- Условие задания -
Перепишите полностью все строки данных, начиная со строки, содержащей «like [(789, 93)].», и заканчивая концом данных. Масштабируйте координаты точек в строках после «Values:», умножив каждое число на 0,65 и округлив до целого (половины в большую сторону), а остальные числа, включая образцы после «shaped like», оставьте без изменений.

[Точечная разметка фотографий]
##############################

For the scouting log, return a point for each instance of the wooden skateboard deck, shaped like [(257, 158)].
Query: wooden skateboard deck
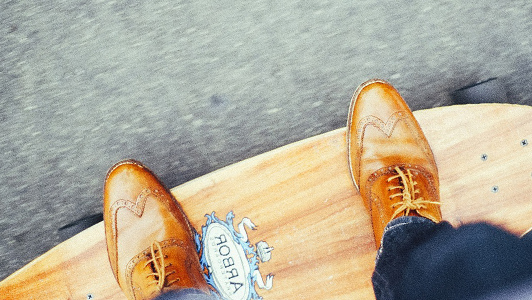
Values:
[(305, 206)]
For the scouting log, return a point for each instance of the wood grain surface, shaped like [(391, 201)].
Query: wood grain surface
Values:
[(306, 207)]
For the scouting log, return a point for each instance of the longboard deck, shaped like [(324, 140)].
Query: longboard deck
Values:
[(305, 206)]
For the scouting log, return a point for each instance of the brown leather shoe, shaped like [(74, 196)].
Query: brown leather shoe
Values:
[(390, 160), (149, 238)]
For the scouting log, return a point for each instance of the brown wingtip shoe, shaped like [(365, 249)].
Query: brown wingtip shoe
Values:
[(390, 160), (149, 239)]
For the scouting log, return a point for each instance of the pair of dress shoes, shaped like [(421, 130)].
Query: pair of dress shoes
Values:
[(149, 238)]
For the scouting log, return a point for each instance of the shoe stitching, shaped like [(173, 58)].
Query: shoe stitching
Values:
[(149, 252), (136, 208), (390, 171), (388, 128), (408, 191)]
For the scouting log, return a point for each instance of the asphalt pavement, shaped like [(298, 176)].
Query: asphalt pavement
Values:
[(188, 87)]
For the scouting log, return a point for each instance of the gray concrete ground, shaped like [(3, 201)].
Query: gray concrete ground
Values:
[(188, 87)]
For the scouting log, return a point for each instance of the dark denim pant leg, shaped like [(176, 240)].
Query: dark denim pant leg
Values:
[(186, 294), (400, 236), (419, 259)]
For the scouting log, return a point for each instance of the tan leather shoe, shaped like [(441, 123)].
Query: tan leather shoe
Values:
[(390, 160), (149, 239)]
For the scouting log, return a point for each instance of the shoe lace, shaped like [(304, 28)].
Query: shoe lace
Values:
[(408, 192), (159, 266)]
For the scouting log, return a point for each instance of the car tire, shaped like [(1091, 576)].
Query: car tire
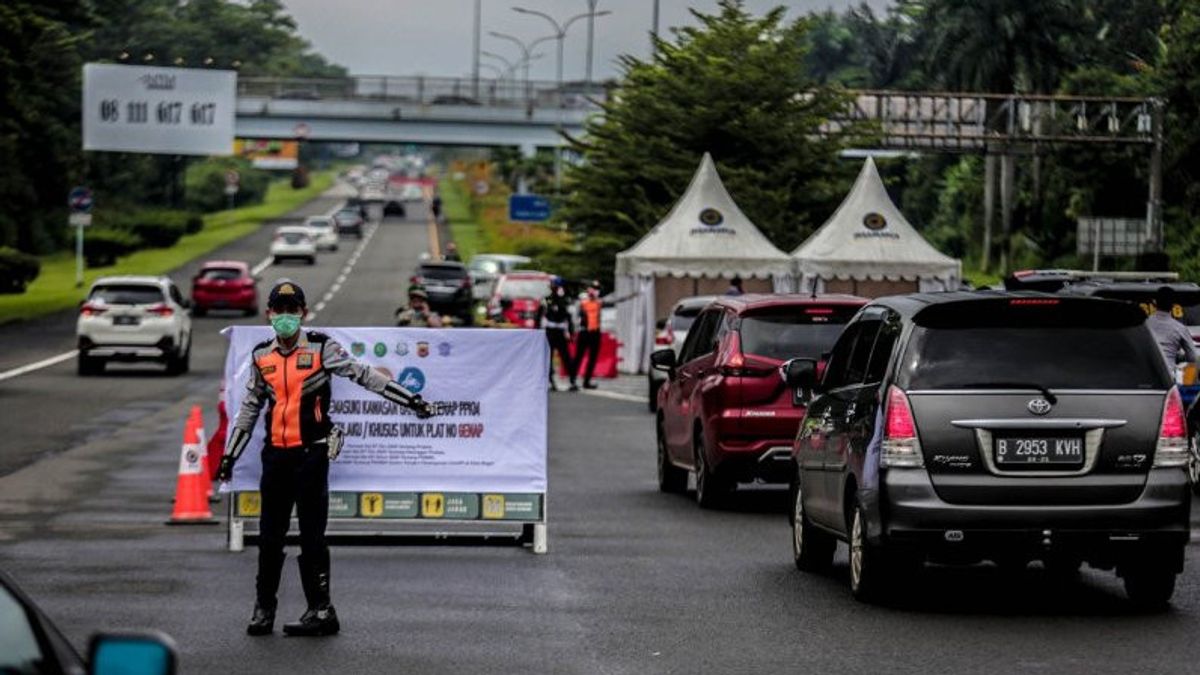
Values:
[(1149, 584), (672, 479), (88, 365), (711, 489), (869, 579), (652, 393), (811, 548)]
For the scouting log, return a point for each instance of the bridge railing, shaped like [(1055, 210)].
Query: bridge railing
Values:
[(427, 90)]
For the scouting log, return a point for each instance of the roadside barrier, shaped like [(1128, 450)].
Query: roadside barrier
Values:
[(191, 501)]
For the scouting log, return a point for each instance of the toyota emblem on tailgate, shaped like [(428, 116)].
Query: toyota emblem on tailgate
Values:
[(1038, 406)]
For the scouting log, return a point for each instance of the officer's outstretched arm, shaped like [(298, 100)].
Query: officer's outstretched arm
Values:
[(339, 362), (244, 424)]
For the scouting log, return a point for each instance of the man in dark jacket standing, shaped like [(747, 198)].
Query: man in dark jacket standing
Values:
[(556, 318)]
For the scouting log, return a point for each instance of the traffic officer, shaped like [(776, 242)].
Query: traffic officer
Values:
[(289, 376), (418, 314), (556, 318), (588, 341)]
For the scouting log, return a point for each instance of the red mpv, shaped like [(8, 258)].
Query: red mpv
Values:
[(725, 412)]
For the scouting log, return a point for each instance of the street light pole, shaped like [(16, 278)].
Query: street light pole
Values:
[(561, 34)]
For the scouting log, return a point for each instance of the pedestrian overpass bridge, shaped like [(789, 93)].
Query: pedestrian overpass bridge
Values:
[(415, 109)]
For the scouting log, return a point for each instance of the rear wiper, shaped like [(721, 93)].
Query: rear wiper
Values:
[(1045, 392)]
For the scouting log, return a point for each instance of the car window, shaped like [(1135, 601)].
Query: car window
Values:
[(793, 332), (126, 294), (220, 274), (19, 647), (839, 358), (701, 334), (881, 353)]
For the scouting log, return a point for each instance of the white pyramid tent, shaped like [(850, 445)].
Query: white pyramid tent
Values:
[(868, 248), (703, 243)]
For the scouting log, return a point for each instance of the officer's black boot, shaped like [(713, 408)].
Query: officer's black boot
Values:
[(321, 617), (262, 622)]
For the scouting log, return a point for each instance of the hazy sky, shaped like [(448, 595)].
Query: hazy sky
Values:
[(435, 36)]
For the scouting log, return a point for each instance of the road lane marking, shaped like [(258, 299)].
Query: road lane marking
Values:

##############################

- Результат выполнения -
For the scouting log, return a point for each instance of the pedestrian overpass bridge, shaped like [(789, 93)].
Query: pedestrian overpass bridge
Values:
[(270, 71)]
For the scouting log, return a point for each instance of the rear wiper, shaped like [(721, 93)].
Query: rear wiper
Values:
[(679, 255)]
For the scouting log, return a point for each instance of the car window, shaped like [(1135, 601)].
Query: car window
Values:
[(515, 216), (82, 191), (143, 178), (12, 421), (545, 233), (456, 217), (573, 229)]
For the scouting log, return a point for each instance of the white pyramid tent, shaped like [(850, 445)].
Query: white pyramid tent
Values:
[(564, 161), (457, 158)]
For the scouting log, return a point for each instance of the officer's black boot, shaped like [(713, 408)].
Query: officer's black boot
Values:
[(209, 401), (170, 404)]
For the scouting log, return a point for each instance of the hazy sky, shaped like [(448, 595)].
Query: hazy sky
Values:
[(283, 23)]
For the scouting log, return a point for each instance of the road lane marking, shaped like [(258, 299)].
Query: road lane marking
Values:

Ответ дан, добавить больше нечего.